### Stated problem
Rewrite the lines below as a Markdown table with the columns Row and Line text, starting from the line with "In this exercise you will locate the chin" and continuing up to and including the final line. Number each row and leave out blank lines.
>> START
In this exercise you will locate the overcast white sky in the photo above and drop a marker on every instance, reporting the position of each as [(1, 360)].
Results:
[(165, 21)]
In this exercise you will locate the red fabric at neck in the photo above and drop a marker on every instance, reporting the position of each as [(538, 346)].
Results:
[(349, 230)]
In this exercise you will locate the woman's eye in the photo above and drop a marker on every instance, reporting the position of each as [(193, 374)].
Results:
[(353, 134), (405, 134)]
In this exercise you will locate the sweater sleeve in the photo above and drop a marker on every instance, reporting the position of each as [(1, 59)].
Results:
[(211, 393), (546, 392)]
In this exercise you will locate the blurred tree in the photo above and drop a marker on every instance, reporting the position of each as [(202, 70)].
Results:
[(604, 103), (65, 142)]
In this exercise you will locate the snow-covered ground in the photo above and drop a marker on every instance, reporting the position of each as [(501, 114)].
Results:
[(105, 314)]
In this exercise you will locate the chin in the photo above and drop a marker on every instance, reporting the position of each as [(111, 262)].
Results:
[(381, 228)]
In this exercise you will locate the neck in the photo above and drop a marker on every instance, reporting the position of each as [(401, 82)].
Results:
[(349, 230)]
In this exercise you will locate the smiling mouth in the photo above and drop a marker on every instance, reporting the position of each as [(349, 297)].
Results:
>> END
### Full output
| Row | Line text |
|---|---|
| 1 | In this exercise you will locate the chin in the photo above and drop a marker on every instance, reporting the position of each as [(111, 262)]. |
| 2 | Results: |
| 3 | [(381, 228)] |
| 4 | In this exercise you will locate the neck in the photo above and drop a marker on every instance, reporting the position of each as [(401, 82)]. |
| 5 | Results: |
| 6 | [(349, 230)] |
| 7 | In this exercise you will locate the smiling mouth in the photo above and drop a marker on every instance, reporting the position of each as [(349, 297)]. |
| 8 | Results: |